» **DO THIS**
Edit the data below, replacing every "place a point" with "put a mark" and leaving all else unchanged. Leave the pictures out of your answer.

Data records
○ ○ ○ ○ ○
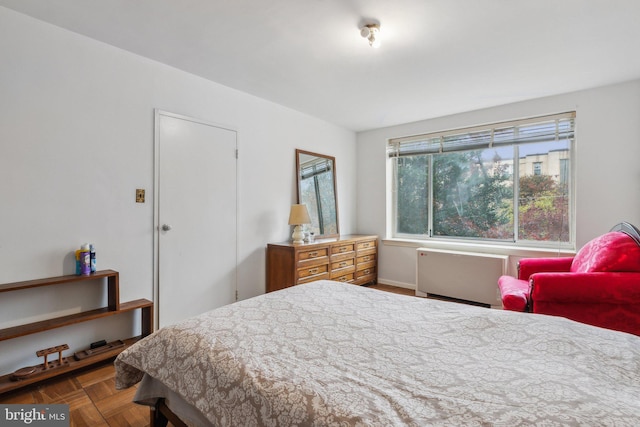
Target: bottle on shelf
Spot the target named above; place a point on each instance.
(92, 257)
(85, 260)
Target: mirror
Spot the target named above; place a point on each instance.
(316, 183)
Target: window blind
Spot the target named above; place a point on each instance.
(538, 129)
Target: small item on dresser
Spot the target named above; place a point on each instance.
(85, 260)
(92, 256)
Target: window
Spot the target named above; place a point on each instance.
(507, 182)
(537, 168)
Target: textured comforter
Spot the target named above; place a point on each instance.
(327, 353)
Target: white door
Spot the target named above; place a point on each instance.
(195, 218)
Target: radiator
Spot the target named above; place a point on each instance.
(462, 275)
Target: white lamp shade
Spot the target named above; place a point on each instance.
(299, 215)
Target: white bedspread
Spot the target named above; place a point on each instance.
(327, 353)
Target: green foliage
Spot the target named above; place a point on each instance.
(473, 197)
(469, 200)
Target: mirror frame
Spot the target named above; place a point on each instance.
(335, 187)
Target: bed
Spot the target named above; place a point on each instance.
(326, 353)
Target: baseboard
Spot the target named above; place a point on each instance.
(397, 284)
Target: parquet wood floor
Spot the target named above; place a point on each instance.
(92, 397)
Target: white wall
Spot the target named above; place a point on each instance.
(76, 140)
(607, 162)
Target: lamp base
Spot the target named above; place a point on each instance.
(298, 235)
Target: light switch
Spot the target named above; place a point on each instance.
(139, 195)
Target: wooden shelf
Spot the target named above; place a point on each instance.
(7, 384)
(112, 277)
(58, 322)
(7, 287)
(113, 308)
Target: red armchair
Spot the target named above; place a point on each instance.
(599, 286)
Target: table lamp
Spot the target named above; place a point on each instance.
(298, 216)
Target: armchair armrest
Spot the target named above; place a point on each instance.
(529, 266)
(586, 288)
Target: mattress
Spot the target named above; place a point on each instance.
(327, 353)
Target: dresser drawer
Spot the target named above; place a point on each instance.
(368, 273)
(343, 263)
(344, 248)
(313, 272)
(349, 259)
(367, 244)
(344, 278)
(313, 254)
(367, 258)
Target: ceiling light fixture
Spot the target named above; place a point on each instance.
○ ○ ○ ○ ○
» **EXERCISE RESPONSE**
Target: bottle on shelf
Spot the target named above; put a mark on each instance.
(92, 257)
(85, 260)
Target: mirror
Spot the target named above; put a mark on each instance.
(316, 183)
Target: window blind
Spot the target named above; put a mark on each instance.
(538, 129)
Target: small item on dresser
Spot the target named above; put a mark on each instance.
(85, 260)
(92, 256)
Target: window
Spot the target named above; put a mark on each instance.
(507, 182)
(537, 168)
Target: textured comforter
Spot the target named above; put a mark on each instance.
(327, 353)
Target: white door
Spot the target named above; put a mark on each instance.
(195, 218)
Target: radiator
Spot the target named above; put a mark on each instance.
(462, 275)
Target: white lamp shade
Spot the target named above; put a mark on each instance.
(299, 215)
Target: white bedspread
Spot the target named above; put a mark on each instance.
(327, 353)
Target: green foliage
Spot the target named above; put a mark on each instance.
(473, 197)
(469, 200)
Target: mirror frame
Spot the target named above; put a mark on each instance.
(335, 187)
Target: bed
Spot the target named above; put a mark on each instance.
(326, 353)
Target: baseboard
Spot the target named above; put a mark on each instance.
(397, 284)
Target: parquet wood floor
Spot the target named above; put a mark on each instance.
(92, 397)
Target: white wall
Spot the target named above; put a mark on each instance.
(76, 140)
(607, 162)
Target: lamp base
Spot the target named above; put a mark on each instance.
(298, 235)
Target: light switch
Spot the target named above; put a mark on each instance.
(139, 195)
Target: wooden shelf
Spot the target named above; put a mark on each instance.
(7, 384)
(112, 277)
(58, 322)
(7, 287)
(113, 308)
Target: red armchair
Spot the target named above; put a mark on each instance.
(599, 286)
Target: table lamp
Spot the target named above; put a mark on each instance.
(298, 216)
Target: armchair armrest
Spot the target named above; put a mark on each instance.
(529, 266)
(586, 288)
Target: mattress
Spot the target named above; put a mark on each instance.
(327, 353)
Target: dresser drawer
Spot the target named above; put a mark on each instance.
(368, 273)
(343, 263)
(344, 248)
(313, 272)
(349, 259)
(367, 244)
(344, 278)
(313, 254)
(367, 258)
Target: ceiling light fixture
Spot the target named above; put a mark on each instance.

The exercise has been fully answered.